### TEXTE D'ÉTUDE
▼▼▼

Un deuxième point est la confusion de fait, parce qu’effectuée par une même institution, entre autorisation de distribution des produits et évaluation de l’impact réel lié à leur usage. De fait, l’autorisation suppose une préfiguration des impacts potentiels de ces poissons. En d’autres termes, on demande a posteriori à l’institution ayant autorisé de manger son chapeau lorsque la prévision se révèle fausse, ce qui compte tenu des incertitudes notées plus haut s’avère avec le temps extrêmement fréquent. Une solution ? Assurer une séparation hermétique, institutionnelle, des deux activités d’autorisation et d’évaluation.
À revoir également, l’action d’agence de moyens de l’Anses. En effet dans un monde où la recherche est aux abois, où les financements sont plus que rares, les subsides distribués par l’Anses représentent une manne qui amène une partie du monde scientifique à respecter un silence contraint vis-à-vis des errements de l’Agence. Et je parle ici d’expérience… La transition vers un monde sans pesticides nécessite tous les moyens possibles : il n’est plus l’heure des recherches couteuses, infinies et inutiles pour établir la toxicité des pesticides, mais d’aider ceux qui dans le monde agricole sont prêts à en sortir.
Autre point, une herméticité effective s’imposerait concernant les relations formelles et informelles vis-à-vis des groupes de pression que constituent les représentants de l’agrochimie, ceux des organisations propres à l’agriculture industrielle, ainsi que les différentes tutelles ministérielles. Les points de vue des uns et des autres, déjà si présents dans le monde des affaires et dans le monde politique, n’ont pas leur place dans les évaluations de l’Anses. Non Monsieur le Ministre, l’Anses ne saurait modifier ses évaluations au gré de leur impact économique, politique ou autre ! C’est une partie du prix à payer pour que la crédibilité de l’Agence soit restaurée, l’autre partie relève des préconisations faites dans le récent avis du conseil scientifique de l’Anses sur les failles des expertises. Il en va de la capacité de l’Agence, si elle doit être maintenue, à remplir le rôle plus que nécessaire de gardien de notre sécurité sanitaire et environnementale, tout en produisant des évaluations indépendantes et crédibles pour fonder des décisions politiques.
Pour terminer mon propos par le S-métolachlore, il faut savoir que c’est un des poisons fréquemment détectés dans l’eau de nos verres. Ceci avait conduit en 2022, l’Anses à modifier les normes de non-conformité de l’eau pour, d’un coup de baguette magique, que soit déclarée potable une eau chargée en pesticides. On le sait la question de la disposition de l’eau pour tous atteint un point critique, illustrée par l’accaparement amoral de l’eau dans les méga-bassines, récemment marqué par des violences ayant pour conséquence de masquer cette urgence. Raréfaction de l’eau et pesticides, tout un chacun peut faire le lien : moins d’eau d’une côté et autant voire plus de pesticides de l’autre, revient à une élévation inévitable des concentrations en pesticides dans cette eau. Et cette fois, un tour de passe-passe à propos des normes, pourrait ne plus suffire cet été à « rendre » l’eau potable.
Pour qui suit de près l’histoire des pesticides en France, rien de tout ceci ne constitue pas une réelle surprise. Mais espérons qu’avec un peu de conscience, d’honneur et d’honnêteté, peut-être que les responsables de l’Anses, cette dernière étant déjà empêtrée dans ses affaires d’expertises douteuses, vont cette fois monter au créneau, faire entendre leur voix, être enfin responsables… même si cela devait les conduire à rendre leur tablier.

▲▲▲

### DONNÉES FOURNIES
▼▼▼

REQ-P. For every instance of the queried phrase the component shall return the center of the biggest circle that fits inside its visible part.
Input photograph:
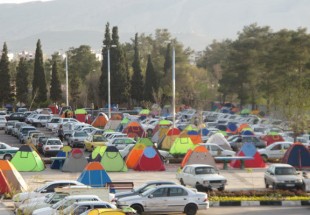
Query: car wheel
(265, 158)
(7, 157)
(274, 186)
(182, 182)
(199, 187)
(221, 188)
(190, 209)
(137, 208)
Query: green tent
(181, 145)
(27, 160)
(144, 112)
(97, 153)
(80, 111)
(112, 160)
(145, 141)
(164, 122)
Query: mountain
(61, 24)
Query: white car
(275, 150)
(48, 187)
(167, 199)
(29, 205)
(216, 150)
(52, 146)
(283, 176)
(58, 207)
(6, 151)
(82, 206)
(202, 177)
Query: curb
(259, 203)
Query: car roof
(281, 165)
(199, 165)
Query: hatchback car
(283, 176)
(167, 199)
(202, 177)
(52, 146)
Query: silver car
(167, 199)
(282, 176)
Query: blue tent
(57, 164)
(298, 156)
(94, 175)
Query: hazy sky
(18, 1)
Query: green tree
(137, 78)
(103, 83)
(151, 81)
(22, 82)
(55, 89)
(39, 91)
(5, 85)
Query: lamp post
(173, 85)
(109, 80)
(67, 81)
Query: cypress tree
(137, 78)
(168, 63)
(5, 86)
(22, 81)
(39, 90)
(103, 82)
(55, 90)
(151, 81)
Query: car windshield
(204, 170)
(147, 192)
(285, 171)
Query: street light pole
(173, 85)
(109, 84)
(67, 81)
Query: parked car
(52, 146)
(58, 207)
(144, 187)
(236, 141)
(40, 120)
(9, 126)
(82, 206)
(36, 203)
(92, 141)
(121, 142)
(167, 199)
(48, 187)
(77, 138)
(216, 150)
(283, 176)
(6, 151)
(275, 150)
(2, 122)
(202, 177)
(16, 116)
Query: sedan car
(216, 150)
(275, 150)
(77, 138)
(92, 141)
(202, 177)
(142, 188)
(167, 199)
(52, 146)
(6, 151)
(283, 176)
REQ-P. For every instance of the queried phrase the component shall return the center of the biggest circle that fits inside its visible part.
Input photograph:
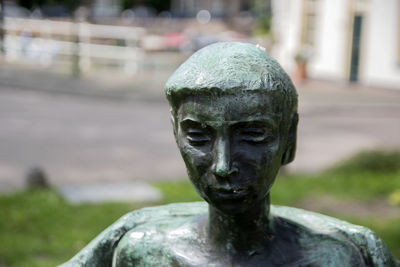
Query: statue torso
(181, 241)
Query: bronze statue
(234, 115)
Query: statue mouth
(239, 192)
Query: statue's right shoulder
(99, 252)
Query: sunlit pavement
(116, 128)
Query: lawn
(39, 228)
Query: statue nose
(222, 165)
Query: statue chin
(234, 114)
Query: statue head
(234, 114)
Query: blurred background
(85, 134)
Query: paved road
(81, 139)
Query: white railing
(47, 41)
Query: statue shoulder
(99, 252)
(358, 239)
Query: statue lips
(232, 193)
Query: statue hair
(229, 68)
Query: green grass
(39, 228)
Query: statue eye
(198, 137)
(255, 135)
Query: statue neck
(241, 233)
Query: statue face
(232, 146)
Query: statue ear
(173, 124)
(290, 150)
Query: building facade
(347, 40)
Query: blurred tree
(70, 5)
(263, 13)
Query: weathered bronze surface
(234, 115)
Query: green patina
(234, 113)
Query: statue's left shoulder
(365, 241)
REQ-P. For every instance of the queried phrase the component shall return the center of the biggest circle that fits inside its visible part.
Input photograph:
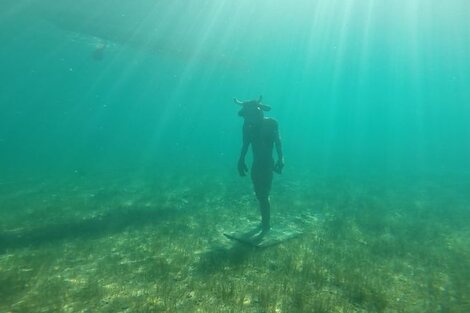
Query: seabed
(95, 244)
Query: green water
(119, 142)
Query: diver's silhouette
(262, 133)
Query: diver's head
(252, 110)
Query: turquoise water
(131, 102)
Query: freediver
(262, 133)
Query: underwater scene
(249, 156)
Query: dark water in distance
(359, 87)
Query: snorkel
(252, 110)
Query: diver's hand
(242, 168)
(279, 166)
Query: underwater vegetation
(104, 245)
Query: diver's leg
(265, 208)
(262, 180)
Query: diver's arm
(242, 168)
(280, 157)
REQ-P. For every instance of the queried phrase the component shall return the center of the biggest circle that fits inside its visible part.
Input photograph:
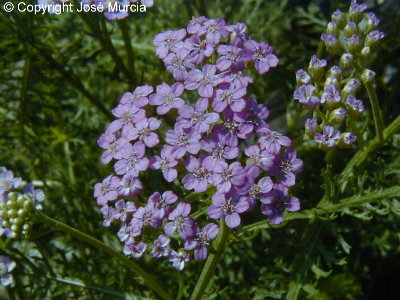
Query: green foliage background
(58, 82)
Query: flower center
(177, 63)
(168, 98)
(126, 117)
(228, 97)
(183, 139)
(143, 133)
(179, 221)
(201, 173)
(104, 188)
(133, 160)
(3, 269)
(255, 160)
(231, 127)
(164, 165)
(228, 208)
(233, 56)
(202, 238)
(218, 152)
(198, 117)
(254, 191)
(285, 166)
(113, 147)
(205, 80)
(227, 174)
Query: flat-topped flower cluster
(331, 94)
(196, 147)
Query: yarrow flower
(331, 93)
(188, 132)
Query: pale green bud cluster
(15, 214)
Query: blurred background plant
(61, 74)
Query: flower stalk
(375, 110)
(211, 263)
(328, 208)
(149, 280)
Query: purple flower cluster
(210, 62)
(16, 204)
(331, 94)
(113, 9)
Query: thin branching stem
(211, 263)
(328, 209)
(148, 279)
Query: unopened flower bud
(367, 76)
(332, 28)
(373, 38)
(11, 213)
(302, 77)
(15, 228)
(350, 88)
(14, 221)
(335, 71)
(311, 127)
(316, 68)
(331, 97)
(21, 200)
(371, 22)
(350, 29)
(338, 115)
(22, 212)
(354, 106)
(12, 196)
(340, 18)
(331, 42)
(356, 11)
(366, 52)
(346, 60)
(354, 44)
(28, 205)
(331, 81)
(347, 139)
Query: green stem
(211, 263)
(373, 145)
(150, 282)
(328, 209)
(124, 27)
(375, 110)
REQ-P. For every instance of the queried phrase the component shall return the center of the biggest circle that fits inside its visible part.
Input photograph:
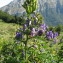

▲▲▲

### CONSIGNES DE L'EXERCICE
#1 Répondez aux questions suivantes d'après le texte d'étude.
(a) Quelle solution est proposée face à la confusion entre autorisation de distribution des produits et évaluation de leur impact réel ?
(b) En quelle année l'Anses a-t-elle modifié les normes de non-conformité de l'eau ?
(c) Dans quel document figurent les préconisations sur les failles des expertises ?
#2 Extrayez du texte d'étude, sans rien y modifier, le passage commençant par « Pour qui suit » et se terminant par « rendre leur tablier. ».

### RÉPONSES PAR CONSIGNE
#1
(a) Assurer une séparation hermétique, institutionnelle, des deux activités d'autorisation et d'évaluation.
(b) En 2022.
(c) Dans le récent avis du conseil scientifique de l'Anses.

#2
Pour qui suit de près l’histoire des pesticides en France, rien de tout ceci ne constitue pas une réelle surprise. Mais espérons qu’avec un peu de conscience, d’honneur et d’honnêteté, peut-être que les responsables de l’Anses, cette dernière étant déjà empêtrée dans ses affaires d’expertises douteuses, vont cette fois monter au créneau, faire entendre leur voix, être enfin responsables… même si cela devait les conduire à rendre leur tablier.